# Exercise aim:
Reproduce the lines starting at "<item>grass tussock</item>, I" and ending at "M 121 115 L", substituting "tuft of grass" for "grass tussock" and leaving everything else unchanged.
□ □ □ □ □
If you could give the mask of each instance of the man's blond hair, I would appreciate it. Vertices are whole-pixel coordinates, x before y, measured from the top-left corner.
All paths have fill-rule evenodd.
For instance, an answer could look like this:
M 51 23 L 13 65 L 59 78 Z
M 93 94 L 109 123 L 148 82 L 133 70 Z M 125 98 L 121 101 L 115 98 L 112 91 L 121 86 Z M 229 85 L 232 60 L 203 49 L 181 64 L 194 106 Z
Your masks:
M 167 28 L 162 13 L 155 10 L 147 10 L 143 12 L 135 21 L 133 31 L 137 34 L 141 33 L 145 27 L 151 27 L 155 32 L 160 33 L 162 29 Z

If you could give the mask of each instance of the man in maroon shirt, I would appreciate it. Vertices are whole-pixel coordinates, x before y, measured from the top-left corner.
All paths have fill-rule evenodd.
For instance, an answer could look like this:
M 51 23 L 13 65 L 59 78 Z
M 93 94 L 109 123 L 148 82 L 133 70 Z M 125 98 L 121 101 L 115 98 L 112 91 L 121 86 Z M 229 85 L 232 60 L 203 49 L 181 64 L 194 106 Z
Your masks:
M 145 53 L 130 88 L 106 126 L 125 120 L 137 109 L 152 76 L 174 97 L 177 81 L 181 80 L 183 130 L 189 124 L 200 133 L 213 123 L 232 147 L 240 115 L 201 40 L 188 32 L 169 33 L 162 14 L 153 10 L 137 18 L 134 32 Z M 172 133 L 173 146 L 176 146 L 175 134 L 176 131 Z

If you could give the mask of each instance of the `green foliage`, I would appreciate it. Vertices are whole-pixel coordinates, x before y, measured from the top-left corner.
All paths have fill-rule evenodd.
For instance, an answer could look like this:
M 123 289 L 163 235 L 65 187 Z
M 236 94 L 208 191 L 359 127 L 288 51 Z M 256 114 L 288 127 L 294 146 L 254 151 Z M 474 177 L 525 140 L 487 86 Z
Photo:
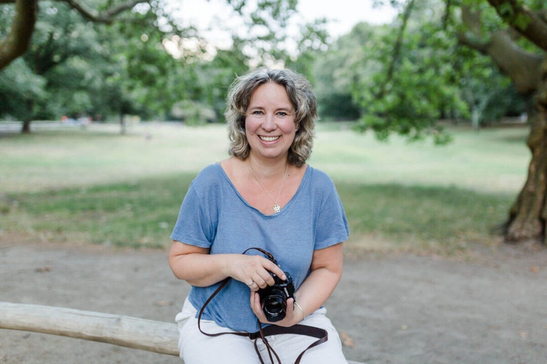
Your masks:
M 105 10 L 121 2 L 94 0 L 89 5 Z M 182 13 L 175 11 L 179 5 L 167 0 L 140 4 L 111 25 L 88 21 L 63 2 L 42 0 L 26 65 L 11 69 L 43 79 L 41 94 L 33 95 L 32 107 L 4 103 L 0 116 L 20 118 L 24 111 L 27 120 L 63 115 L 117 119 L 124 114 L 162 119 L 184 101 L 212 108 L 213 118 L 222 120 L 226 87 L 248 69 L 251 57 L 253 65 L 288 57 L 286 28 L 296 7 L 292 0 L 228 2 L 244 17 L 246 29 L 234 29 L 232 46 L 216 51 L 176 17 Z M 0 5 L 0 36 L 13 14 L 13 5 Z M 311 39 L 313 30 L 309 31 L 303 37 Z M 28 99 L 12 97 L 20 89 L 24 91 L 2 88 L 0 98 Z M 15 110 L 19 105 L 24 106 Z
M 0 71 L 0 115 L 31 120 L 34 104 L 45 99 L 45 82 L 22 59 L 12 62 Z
□ □ □ □ □
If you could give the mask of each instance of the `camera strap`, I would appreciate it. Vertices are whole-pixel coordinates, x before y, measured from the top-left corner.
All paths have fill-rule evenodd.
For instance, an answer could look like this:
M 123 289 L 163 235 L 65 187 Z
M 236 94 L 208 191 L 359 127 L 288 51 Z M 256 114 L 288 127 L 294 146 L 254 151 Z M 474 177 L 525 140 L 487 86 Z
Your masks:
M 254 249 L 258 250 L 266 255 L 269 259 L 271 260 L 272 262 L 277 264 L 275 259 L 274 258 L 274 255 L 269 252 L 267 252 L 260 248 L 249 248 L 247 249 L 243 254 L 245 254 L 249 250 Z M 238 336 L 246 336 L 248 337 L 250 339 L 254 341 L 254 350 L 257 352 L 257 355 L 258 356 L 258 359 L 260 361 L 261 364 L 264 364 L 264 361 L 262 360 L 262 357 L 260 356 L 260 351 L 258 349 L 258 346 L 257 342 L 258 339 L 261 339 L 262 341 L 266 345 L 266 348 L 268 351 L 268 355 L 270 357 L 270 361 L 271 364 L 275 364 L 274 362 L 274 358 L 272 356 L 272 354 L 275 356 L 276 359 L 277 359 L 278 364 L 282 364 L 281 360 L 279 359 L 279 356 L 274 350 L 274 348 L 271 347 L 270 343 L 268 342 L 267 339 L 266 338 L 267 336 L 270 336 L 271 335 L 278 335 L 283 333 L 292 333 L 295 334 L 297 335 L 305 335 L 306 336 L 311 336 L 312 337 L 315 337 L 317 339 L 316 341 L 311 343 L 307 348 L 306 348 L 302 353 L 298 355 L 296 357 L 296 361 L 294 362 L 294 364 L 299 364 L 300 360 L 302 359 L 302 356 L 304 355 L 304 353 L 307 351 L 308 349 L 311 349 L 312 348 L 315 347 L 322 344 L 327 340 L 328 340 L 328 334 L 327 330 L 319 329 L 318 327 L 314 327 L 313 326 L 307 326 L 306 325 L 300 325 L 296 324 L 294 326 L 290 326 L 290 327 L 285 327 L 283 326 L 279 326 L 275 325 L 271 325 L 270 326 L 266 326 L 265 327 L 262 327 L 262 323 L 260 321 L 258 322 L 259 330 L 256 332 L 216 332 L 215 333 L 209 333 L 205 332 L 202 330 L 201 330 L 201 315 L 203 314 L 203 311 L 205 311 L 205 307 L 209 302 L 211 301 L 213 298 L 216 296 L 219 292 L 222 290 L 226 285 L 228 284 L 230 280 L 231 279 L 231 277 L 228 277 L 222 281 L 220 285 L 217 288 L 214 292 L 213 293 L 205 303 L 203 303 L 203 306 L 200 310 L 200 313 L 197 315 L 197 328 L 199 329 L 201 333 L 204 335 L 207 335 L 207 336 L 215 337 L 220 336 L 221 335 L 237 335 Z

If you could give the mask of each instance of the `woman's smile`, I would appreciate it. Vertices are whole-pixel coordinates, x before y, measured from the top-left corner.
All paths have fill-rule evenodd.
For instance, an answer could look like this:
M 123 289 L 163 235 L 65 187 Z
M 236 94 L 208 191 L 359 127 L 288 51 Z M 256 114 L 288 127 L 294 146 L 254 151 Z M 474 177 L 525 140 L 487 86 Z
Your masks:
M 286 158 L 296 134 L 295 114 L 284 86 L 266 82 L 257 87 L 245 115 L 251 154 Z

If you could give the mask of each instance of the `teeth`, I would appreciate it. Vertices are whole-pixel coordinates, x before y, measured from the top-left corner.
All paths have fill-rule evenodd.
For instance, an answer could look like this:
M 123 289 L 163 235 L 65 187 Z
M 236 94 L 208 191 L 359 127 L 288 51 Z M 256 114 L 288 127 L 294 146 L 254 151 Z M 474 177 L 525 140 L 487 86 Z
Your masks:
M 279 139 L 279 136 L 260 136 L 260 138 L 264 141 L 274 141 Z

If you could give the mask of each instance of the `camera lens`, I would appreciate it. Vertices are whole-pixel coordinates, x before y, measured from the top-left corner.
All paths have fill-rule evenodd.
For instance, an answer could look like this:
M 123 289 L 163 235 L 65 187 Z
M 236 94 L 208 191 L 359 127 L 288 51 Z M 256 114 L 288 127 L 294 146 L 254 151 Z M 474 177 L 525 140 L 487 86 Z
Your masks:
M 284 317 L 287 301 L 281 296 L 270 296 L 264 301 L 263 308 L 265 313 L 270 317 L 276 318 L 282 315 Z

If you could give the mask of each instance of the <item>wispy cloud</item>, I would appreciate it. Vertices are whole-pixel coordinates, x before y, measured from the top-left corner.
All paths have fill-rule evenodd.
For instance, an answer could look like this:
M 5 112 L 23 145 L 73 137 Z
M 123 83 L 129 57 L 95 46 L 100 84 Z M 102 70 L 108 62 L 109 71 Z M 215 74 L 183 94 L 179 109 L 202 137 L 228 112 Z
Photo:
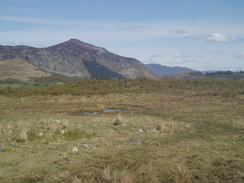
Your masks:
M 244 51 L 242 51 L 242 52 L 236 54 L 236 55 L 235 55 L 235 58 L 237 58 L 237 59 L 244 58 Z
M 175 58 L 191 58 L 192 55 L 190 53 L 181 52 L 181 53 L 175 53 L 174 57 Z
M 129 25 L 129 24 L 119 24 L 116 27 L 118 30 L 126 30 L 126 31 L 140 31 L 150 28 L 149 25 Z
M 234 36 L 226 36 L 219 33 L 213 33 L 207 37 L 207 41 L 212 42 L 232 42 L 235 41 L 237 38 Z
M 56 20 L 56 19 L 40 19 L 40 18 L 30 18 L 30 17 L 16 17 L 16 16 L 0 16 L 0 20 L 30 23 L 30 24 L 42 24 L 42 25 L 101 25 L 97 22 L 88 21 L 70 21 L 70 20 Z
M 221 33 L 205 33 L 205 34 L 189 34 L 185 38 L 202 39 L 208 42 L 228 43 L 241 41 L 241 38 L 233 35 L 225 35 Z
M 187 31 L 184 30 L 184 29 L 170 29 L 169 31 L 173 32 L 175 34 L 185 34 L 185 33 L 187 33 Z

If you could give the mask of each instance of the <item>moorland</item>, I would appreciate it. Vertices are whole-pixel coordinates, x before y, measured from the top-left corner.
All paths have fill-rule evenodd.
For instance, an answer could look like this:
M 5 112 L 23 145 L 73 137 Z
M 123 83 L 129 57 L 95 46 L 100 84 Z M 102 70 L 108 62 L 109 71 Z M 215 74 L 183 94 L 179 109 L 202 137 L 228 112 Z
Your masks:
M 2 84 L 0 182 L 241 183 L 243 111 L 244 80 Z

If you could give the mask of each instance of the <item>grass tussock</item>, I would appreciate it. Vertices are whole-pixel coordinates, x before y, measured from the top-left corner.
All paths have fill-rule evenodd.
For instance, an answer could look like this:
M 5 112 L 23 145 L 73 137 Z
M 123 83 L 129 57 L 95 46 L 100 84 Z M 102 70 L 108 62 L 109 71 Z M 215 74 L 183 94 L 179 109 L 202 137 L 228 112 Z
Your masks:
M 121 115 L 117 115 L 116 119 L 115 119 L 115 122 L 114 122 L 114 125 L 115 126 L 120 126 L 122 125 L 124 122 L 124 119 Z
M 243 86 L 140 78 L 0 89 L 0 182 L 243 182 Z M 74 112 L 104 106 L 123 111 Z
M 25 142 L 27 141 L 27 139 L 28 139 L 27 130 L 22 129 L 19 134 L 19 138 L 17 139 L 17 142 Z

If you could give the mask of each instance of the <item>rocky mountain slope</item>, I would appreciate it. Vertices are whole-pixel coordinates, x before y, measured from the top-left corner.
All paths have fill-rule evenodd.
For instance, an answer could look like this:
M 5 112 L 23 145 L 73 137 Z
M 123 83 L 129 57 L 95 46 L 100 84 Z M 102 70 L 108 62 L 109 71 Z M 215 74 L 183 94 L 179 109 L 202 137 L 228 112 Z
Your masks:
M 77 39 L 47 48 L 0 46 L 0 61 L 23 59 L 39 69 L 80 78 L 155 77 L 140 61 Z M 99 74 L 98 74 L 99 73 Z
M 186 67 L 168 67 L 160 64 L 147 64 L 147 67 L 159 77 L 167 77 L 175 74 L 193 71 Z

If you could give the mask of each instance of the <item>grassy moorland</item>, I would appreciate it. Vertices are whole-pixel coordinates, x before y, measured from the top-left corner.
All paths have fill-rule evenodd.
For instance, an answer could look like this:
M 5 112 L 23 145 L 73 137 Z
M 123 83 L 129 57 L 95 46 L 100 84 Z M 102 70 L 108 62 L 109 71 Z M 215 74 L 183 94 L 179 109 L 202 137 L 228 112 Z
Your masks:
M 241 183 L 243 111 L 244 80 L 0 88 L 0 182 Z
□ □ □ □ □
# Expected output:
If you could give the mask of each instance of the <item>tuft of grass</item>, I would appreciate it. Vertices are whole-pixel coordinates, x before y, measured from the top-left corner.
All paths have fill-rule evenodd.
For instance, an answer could look like this:
M 5 112 L 23 145 L 73 137 Z
M 123 83 L 129 57 L 95 46 L 100 84 Z M 102 70 L 108 62 L 109 71 Z M 215 74 L 183 94 L 179 109 L 202 137 L 228 112 Z
Your masks:
M 121 115 L 117 115 L 116 119 L 115 119 L 115 122 L 114 122 L 114 125 L 115 126 L 120 126 L 122 125 L 124 122 L 124 119 Z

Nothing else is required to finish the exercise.